Tabela 1 - Resposta dos pescadores (donos de rede) quanto à melhor maré para a captura do camarão.
Maré Frequência absoluta (n) Frequência Relativa (%)
Lançamento 6 75.0%
Morta 2 25.0%
Total Geral 8 100.0%
Os dados da produção da pesca nos dias de coleta demonstraram que as marés de “lançamento” foram
favoráveis para a captura de camarões (30,96%) (Tabela 2), conforme descrição literal da fala de dois deles:
“A maré de lançamento cresce e vai desenterrando o camarão da lama”; “É boa a maré de lançamento por
que ela cresce mais e vem lançando cada dia e traz o camarão”. Em pesquisa realizada em duas comunidades
do município de Peruíbe, São Paulo, os pesquisadores relacionaram as marés baixa, média e alta com a
biomassa pesqueira e constataram que, nas marés altas, a captura da biomassa pesqueira foi maior, apesar da
baixa quantidade de desembarques estudados (RAMIRES e BARRELA, 2003).
Tabela 2 - Dados do tipo de maré de acordo com a opinião dos pescadores (donos de rede) da praia de Lucena-PB e produção do
camarão nos dias de coleta.

[Registros salvos]
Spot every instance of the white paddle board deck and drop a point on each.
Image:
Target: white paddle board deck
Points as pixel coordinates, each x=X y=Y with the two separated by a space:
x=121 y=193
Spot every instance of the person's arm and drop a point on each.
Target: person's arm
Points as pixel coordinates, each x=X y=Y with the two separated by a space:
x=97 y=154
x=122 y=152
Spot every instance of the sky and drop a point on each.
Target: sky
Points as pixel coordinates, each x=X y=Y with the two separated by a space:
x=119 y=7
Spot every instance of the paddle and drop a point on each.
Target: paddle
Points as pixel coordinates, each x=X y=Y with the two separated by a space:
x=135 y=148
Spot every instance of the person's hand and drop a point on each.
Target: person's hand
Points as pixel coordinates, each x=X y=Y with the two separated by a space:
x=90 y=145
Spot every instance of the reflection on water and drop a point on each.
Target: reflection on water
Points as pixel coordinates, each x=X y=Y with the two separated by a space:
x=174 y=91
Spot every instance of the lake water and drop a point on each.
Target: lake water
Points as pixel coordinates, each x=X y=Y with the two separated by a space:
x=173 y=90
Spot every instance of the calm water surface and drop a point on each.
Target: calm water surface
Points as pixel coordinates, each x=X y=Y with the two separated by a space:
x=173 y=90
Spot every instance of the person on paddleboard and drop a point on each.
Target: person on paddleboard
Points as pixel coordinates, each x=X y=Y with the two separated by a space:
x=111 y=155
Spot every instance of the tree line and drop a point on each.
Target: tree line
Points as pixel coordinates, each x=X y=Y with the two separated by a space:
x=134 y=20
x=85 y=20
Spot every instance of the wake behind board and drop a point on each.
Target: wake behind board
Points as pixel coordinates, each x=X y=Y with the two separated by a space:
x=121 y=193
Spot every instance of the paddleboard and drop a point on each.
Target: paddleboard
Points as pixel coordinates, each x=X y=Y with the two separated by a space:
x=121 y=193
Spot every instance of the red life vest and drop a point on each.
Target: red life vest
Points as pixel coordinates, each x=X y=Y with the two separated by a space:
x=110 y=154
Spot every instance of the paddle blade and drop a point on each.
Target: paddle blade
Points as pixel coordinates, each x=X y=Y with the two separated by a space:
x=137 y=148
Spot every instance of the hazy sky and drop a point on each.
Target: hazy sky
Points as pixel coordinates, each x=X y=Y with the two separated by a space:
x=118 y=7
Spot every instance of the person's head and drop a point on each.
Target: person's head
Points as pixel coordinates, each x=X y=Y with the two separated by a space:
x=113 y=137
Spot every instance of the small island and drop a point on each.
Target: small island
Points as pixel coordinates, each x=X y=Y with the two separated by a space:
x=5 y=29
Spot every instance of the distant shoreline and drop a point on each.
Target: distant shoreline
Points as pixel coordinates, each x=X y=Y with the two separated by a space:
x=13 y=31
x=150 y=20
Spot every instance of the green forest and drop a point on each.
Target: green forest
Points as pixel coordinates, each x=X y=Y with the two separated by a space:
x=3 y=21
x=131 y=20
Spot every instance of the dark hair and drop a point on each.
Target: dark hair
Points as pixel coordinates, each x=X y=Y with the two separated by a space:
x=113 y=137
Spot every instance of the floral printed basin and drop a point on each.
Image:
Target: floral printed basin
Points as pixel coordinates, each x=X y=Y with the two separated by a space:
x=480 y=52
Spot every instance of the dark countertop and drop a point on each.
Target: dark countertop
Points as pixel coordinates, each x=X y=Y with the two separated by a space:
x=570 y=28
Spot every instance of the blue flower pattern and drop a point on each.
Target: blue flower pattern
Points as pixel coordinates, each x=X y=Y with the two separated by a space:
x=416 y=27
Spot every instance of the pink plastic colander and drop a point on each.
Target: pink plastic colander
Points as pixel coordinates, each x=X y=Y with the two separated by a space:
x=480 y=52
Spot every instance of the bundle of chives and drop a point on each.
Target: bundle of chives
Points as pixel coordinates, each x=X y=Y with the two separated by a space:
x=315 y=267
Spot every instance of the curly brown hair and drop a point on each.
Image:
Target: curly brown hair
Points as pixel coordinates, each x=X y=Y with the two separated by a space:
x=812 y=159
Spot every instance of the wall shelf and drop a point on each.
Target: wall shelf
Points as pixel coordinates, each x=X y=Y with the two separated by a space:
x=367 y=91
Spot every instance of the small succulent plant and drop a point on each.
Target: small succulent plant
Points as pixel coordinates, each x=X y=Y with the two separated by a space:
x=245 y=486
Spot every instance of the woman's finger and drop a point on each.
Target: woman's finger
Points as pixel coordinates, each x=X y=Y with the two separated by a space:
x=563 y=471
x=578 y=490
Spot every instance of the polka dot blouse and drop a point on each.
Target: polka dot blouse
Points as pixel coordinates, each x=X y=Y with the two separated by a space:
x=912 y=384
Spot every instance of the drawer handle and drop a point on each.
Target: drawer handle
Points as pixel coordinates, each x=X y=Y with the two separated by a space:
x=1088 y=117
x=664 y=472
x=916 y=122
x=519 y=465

Trabalho solicitado | Transcreva, do texto sobre as marés e a captura do camarão, a passagem que vai de "Tabela 2 - Dados" até "dias de coleta.".

Resultado esperado |
Tabela 2 - Dados do tipo de maré de acordo com a opinião dos pescadores (donos de rede) da praia de Lucena-PB e produção do
camarão nos dias de coleta.